> [Data for this task]
--- start ---

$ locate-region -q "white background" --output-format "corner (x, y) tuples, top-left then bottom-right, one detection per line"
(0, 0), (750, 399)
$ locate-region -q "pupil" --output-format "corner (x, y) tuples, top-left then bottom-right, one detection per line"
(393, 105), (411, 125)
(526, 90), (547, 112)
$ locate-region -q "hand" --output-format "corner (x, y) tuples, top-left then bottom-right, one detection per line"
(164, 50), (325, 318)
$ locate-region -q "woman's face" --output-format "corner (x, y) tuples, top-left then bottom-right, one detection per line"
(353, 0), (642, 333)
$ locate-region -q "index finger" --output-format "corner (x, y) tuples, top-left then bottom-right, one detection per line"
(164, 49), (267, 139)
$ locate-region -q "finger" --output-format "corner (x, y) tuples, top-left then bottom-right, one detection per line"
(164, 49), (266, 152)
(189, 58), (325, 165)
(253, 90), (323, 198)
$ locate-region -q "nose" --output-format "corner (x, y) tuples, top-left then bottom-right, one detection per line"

--- end ---

> [Required work]
Rescale the lines above, reproducing every one of them, requests included, with each corner coordinate in the answers multiplied by 2.55 and rounded to the nearest whole number, halves rounded up. The requests themselves remain unchanged.

> [Output for this exercise]
$ locate-region -q "white background" --output-format "corner (x, y) tuples, top-left then bottom-right, one detection per line"
(0, 0), (1913, 1017)
$ locate-region -q "pupil" --output-format "corner (x, y) tuples, top-left then bottom-right, one detection per line"
(1002, 268), (1048, 319)
(1341, 230), (1395, 286)
$ locate-region -q "hand" --output-format "corner (x, y) tuples, top-left then bottom-right, one detection per line"
(418, 128), (829, 811)
$ locate-region -q "woman's face" --output-format "corner (x, y) tuples, top-left then bottom-right, one detection per line"
(900, 0), (1637, 849)
$ locate-region -q "index finger" --output-format "corner (x, y) tuples, top-left then bottom-right, one detection per line"
(418, 125), (681, 354)
$ locate-region -q "finger" --output-format "corner (x, y) tuples, top-left then bottom-right, one detection per line"
(418, 125), (678, 388)
(482, 148), (829, 421)
(645, 230), (824, 505)
$ locate-region -q "nose" --output-format "corner (x, y) tuples, top-left then bottom-right, one detection per line"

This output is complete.